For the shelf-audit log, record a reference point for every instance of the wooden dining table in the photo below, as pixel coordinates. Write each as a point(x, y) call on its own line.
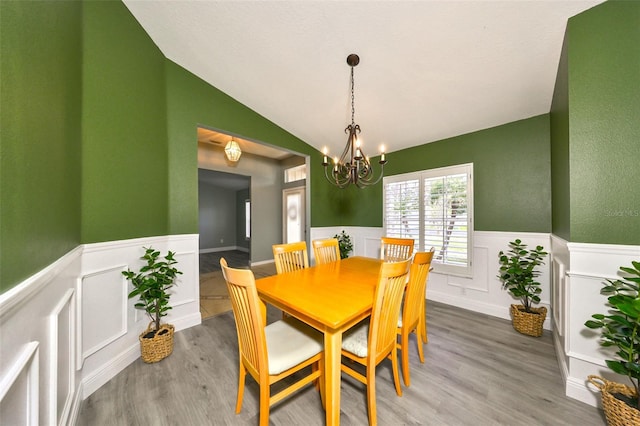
point(331, 298)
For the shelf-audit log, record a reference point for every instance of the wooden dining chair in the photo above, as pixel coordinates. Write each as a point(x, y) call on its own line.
point(290, 257)
point(372, 341)
point(394, 249)
point(413, 308)
point(326, 251)
point(273, 352)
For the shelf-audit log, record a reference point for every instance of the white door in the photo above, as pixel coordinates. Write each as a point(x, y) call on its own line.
point(293, 224)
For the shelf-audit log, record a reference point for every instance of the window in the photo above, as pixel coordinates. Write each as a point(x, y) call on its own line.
point(435, 208)
point(293, 174)
point(247, 219)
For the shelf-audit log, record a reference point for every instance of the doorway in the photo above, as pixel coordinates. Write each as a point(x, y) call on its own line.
point(293, 209)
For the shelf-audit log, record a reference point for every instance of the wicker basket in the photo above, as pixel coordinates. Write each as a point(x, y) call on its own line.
point(528, 323)
point(159, 346)
point(617, 412)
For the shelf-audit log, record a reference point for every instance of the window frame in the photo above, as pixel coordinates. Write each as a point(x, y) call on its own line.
point(421, 176)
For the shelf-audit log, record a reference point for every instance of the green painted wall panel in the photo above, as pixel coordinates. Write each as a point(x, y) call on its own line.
point(125, 149)
point(40, 89)
point(604, 111)
point(192, 102)
point(511, 166)
point(560, 194)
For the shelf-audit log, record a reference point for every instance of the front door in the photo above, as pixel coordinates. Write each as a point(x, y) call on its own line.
point(293, 224)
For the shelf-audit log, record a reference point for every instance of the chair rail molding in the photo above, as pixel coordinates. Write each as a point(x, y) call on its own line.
point(46, 368)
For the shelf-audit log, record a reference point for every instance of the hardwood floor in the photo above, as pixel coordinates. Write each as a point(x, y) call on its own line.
point(478, 371)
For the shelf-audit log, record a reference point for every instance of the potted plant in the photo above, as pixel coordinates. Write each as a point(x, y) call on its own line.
point(151, 285)
point(344, 243)
point(621, 329)
point(518, 274)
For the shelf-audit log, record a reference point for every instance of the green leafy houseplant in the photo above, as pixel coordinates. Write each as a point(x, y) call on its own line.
point(344, 243)
point(621, 328)
point(518, 273)
point(152, 282)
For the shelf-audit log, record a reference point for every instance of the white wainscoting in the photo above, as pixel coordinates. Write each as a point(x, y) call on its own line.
point(587, 268)
point(483, 291)
point(70, 328)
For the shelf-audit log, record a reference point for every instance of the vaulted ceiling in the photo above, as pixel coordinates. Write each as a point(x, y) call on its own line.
point(428, 69)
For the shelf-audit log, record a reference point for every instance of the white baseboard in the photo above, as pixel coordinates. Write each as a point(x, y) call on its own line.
point(107, 371)
point(218, 249)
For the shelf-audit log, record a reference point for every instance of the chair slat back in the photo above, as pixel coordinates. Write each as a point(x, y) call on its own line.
point(250, 325)
point(290, 257)
point(326, 251)
point(415, 294)
point(394, 249)
point(386, 308)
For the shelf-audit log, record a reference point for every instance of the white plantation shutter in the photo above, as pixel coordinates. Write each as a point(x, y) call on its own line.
point(435, 208)
point(402, 209)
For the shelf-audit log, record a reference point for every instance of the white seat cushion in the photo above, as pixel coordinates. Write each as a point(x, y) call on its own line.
point(356, 338)
point(290, 342)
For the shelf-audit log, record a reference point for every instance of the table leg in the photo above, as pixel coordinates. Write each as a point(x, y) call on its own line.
point(332, 353)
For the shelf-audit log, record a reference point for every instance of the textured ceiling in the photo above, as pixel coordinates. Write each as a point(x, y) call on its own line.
point(428, 69)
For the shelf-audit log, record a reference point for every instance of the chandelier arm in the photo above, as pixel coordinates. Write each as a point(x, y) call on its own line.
point(353, 167)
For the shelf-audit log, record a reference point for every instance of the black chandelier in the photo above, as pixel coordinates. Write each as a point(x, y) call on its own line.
point(354, 166)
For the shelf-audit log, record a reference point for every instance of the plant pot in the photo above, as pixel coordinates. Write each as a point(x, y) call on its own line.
point(158, 347)
point(526, 322)
point(617, 412)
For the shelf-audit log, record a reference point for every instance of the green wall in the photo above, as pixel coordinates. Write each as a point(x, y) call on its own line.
point(192, 102)
point(604, 123)
point(512, 177)
point(559, 119)
point(99, 139)
point(40, 89)
point(124, 135)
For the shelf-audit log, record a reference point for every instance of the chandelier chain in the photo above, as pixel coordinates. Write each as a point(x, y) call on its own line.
point(353, 167)
point(353, 99)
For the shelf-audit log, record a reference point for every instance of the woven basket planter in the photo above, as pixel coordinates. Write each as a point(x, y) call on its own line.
point(528, 323)
point(617, 412)
point(159, 346)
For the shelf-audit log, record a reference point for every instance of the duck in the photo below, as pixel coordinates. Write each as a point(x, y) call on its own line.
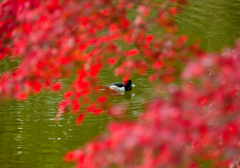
point(119, 86)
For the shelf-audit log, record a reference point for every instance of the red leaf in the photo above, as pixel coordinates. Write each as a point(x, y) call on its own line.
point(132, 52)
point(95, 69)
point(68, 94)
point(76, 106)
point(57, 86)
point(173, 10)
point(150, 38)
point(184, 38)
point(80, 119)
point(37, 87)
point(112, 61)
point(98, 111)
point(102, 99)
point(22, 96)
point(65, 60)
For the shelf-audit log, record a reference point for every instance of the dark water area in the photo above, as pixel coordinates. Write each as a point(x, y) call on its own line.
point(29, 137)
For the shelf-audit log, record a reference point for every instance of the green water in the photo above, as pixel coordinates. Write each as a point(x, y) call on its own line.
point(29, 137)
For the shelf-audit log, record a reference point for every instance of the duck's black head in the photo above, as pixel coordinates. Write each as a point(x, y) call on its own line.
point(128, 85)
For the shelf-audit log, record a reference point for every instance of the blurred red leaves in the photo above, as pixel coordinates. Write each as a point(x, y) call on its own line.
point(198, 119)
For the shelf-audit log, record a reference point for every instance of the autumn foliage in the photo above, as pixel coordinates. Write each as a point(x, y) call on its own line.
point(195, 125)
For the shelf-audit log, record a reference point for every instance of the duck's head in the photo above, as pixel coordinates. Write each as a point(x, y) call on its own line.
point(128, 83)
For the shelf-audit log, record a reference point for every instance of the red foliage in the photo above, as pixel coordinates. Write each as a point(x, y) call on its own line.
point(197, 122)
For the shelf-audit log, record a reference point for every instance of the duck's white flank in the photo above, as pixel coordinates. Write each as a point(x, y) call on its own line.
point(116, 88)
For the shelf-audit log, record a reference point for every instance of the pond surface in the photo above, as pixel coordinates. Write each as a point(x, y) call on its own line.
point(29, 137)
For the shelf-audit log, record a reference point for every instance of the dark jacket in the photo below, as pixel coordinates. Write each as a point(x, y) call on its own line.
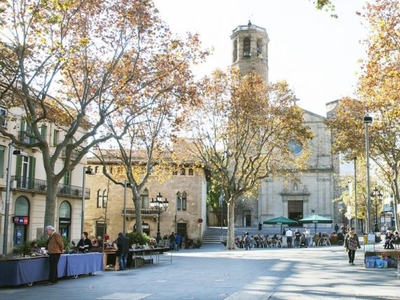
point(123, 245)
point(84, 245)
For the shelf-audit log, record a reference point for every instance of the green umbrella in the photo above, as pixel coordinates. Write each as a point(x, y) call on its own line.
point(316, 219)
point(280, 221)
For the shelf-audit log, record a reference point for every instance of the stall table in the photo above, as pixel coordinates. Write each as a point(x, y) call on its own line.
point(28, 270)
point(387, 258)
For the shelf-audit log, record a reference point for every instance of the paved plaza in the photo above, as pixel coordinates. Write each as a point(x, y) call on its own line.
point(214, 273)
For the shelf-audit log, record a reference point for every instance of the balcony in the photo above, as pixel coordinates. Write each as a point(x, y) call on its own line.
point(40, 186)
point(74, 154)
point(23, 136)
point(143, 211)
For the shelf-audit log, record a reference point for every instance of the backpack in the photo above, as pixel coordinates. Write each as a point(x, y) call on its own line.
point(352, 243)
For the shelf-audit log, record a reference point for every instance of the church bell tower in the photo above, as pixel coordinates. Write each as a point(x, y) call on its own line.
point(250, 50)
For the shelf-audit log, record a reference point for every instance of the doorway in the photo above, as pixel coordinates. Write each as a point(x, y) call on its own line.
point(295, 210)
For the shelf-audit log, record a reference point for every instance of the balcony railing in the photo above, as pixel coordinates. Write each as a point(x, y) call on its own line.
point(74, 154)
point(24, 137)
point(40, 186)
point(143, 211)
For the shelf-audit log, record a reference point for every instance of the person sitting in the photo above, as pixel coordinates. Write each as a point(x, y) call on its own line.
point(95, 242)
point(388, 240)
point(84, 244)
point(395, 239)
point(35, 249)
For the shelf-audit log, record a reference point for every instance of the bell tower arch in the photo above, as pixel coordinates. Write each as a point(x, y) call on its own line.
point(250, 49)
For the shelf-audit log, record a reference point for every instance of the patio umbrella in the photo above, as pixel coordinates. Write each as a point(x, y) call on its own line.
point(316, 219)
point(280, 221)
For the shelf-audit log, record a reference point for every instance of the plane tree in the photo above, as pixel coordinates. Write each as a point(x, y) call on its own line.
point(77, 64)
point(378, 96)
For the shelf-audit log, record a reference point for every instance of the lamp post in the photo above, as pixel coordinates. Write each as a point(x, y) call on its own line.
point(367, 121)
point(378, 198)
point(159, 206)
point(7, 207)
point(85, 171)
point(8, 189)
point(355, 195)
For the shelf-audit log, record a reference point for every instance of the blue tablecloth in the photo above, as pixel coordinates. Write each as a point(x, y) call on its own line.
point(29, 270)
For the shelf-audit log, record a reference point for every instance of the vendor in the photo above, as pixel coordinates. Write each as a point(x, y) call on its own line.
point(35, 249)
point(84, 244)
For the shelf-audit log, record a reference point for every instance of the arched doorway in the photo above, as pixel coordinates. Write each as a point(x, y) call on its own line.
point(21, 220)
point(64, 218)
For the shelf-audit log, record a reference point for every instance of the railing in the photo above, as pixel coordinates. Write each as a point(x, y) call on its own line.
point(74, 154)
point(143, 211)
point(39, 185)
point(24, 137)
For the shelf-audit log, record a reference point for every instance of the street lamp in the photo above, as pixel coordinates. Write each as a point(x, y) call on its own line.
point(355, 195)
point(367, 121)
point(159, 206)
point(378, 198)
point(8, 189)
point(88, 171)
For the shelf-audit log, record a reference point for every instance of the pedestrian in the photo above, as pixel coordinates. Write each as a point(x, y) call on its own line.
point(178, 241)
point(172, 241)
point(55, 247)
point(122, 251)
point(246, 241)
point(297, 236)
point(84, 244)
point(336, 228)
point(289, 237)
point(307, 235)
point(351, 243)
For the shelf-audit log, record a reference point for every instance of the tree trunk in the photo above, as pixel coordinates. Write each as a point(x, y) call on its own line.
point(230, 241)
point(50, 206)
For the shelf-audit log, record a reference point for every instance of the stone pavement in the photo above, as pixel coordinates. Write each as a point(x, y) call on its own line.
point(212, 272)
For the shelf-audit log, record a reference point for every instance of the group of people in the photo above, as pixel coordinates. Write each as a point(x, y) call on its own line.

- _Task to carry out_
Give back exactly the lines from the one containing "of the railing" to the end of the material, both ends included.

- _Problem solution_
For the shelf-audit log, record a reference point for every instance of the railing in the photo above, as pixel coordinates. Write each as a point(x, y) call on its own line.
point(74, 154)
point(143, 211)
point(39, 185)
point(24, 137)
For the shelf-audit log, record a reference point for every instance of the street lamp in the photo above, as pixel coordinates. Write each as a point(x, y) call on its own line.
point(355, 195)
point(367, 121)
point(159, 206)
point(378, 198)
point(8, 189)
point(88, 171)
For the shelf-audit log, record a reference point for every instance of the pedestrian in the photo above, as pixel coordinates. Write each as a point(x, y) call on its own line.
point(178, 241)
point(172, 241)
point(55, 247)
point(122, 251)
point(246, 241)
point(297, 236)
point(84, 244)
point(336, 228)
point(289, 237)
point(307, 235)
point(351, 243)
For the shelf-audit log, record a reference point for every instance of the tree trunk in the photo above, as pixel coordinates. Write each as a point(x, y) call on its own line.
point(230, 241)
point(50, 206)
For the shelf-audit log, record a reference point for every instance of the stone pavement in the photo above, as pixel coordinates. Write each as a point(x, y) call on its own line.
point(212, 272)
For the shelf-audit log, record a reference point for every instance of the group of people in the photo above, as pixel coordinates. Write each as a point(x, y) call on its own line.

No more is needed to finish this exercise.